Required work: When you reach the line containing "cyclist in dark", begin copying, and keep copying each line exactly until the listing ends.

Given entries:
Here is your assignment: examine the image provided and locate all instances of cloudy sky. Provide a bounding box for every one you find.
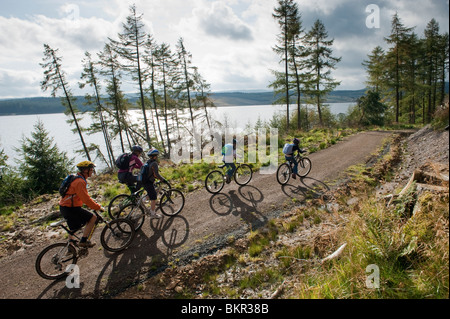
[0,0,448,99]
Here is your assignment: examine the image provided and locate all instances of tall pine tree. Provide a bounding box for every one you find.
[384,13,414,123]
[110,4,152,148]
[272,0,302,131]
[303,19,341,126]
[40,44,91,161]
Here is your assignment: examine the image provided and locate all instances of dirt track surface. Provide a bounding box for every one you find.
[0,131,394,299]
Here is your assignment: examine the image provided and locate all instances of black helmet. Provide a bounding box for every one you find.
[293,138,300,145]
[132,145,143,153]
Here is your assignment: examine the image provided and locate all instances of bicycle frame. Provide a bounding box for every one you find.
[132,180,170,208]
[220,162,243,176]
[54,210,103,245]
[36,210,136,280]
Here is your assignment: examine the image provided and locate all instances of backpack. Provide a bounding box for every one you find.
[222,144,233,156]
[282,143,294,155]
[115,153,131,170]
[137,162,150,183]
[59,175,82,197]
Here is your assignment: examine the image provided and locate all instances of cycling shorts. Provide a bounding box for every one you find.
[60,206,94,231]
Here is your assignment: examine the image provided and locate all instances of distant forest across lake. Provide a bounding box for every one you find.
[0,89,369,116]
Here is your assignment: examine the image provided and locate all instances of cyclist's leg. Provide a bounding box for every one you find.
[285,156,298,176]
[60,206,96,245]
[229,162,237,176]
[292,159,298,175]
[224,162,235,183]
[82,213,97,241]
[127,183,137,193]
[124,173,139,193]
[143,182,161,218]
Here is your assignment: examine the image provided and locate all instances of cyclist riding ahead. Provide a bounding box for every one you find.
[142,148,168,219]
[283,138,306,180]
[222,139,237,184]
[59,161,104,248]
[118,145,144,193]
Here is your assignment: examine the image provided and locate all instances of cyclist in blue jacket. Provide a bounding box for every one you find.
[222,139,237,183]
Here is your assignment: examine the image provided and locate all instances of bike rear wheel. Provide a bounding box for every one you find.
[276,163,291,185]
[100,218,135,252]
[35,242,78,280]
[159,189,185,217]
[234,164,252,186]
[118,203,145,231]
[205,170,225,194]
[297,157,312,177]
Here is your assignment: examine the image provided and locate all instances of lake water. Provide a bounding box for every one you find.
[0,103,353,170]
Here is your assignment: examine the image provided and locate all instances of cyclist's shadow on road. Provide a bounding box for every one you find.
[93,214,190,298]
[281,176,331,201]
[37,214,190,299]
[209,185,267,226]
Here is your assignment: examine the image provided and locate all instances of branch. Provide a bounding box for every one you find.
[321,243,347,263]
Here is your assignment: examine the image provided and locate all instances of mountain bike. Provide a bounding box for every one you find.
[107,180,171,220]
[35,210,135,280]
[115,182,185,231]
[276,152,312,185]
[205,162,253,194]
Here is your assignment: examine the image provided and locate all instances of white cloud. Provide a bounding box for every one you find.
[193,1,253,40]
[0,6,119,98]
[0,0,448,98]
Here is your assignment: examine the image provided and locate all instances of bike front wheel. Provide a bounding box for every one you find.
[118,203,145,231]
[100,218,135,252]
[205,170,225,194]
[155,180,171,196]
[35,242,78,280]
[276,163,291,185]
[107,194,133,220]
[297,157,312,177]
[159,189,185,217]
[234,164,252,186]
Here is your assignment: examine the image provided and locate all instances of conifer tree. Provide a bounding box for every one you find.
[384,13,414,123]
[16,120,72,196]
[176,37,196,130]
[362,46,386,94]
[110,4,152,148]
[98,43,136,153]
[80,51,115,168]
[40,44,91,161]
[155,43,177,157]
[303,19,341,126]
[272,0,302,131]
[143,35,166,152]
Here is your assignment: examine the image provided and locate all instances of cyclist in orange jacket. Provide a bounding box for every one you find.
[59,161,104,248]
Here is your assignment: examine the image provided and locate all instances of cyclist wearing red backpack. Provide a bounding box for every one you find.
[117,145,144,192]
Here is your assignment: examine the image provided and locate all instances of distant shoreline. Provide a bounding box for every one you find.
[0,89,366,116]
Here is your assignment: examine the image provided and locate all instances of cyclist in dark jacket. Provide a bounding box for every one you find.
[142,149,167,219]
[284,138,305,180]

Solution:
Here is your assignment: examine the image provided and locate all instances of cyclist in dark jacket. Provide a bounding box for every one you find.
[142,149,167,219]
[284,138,305,180]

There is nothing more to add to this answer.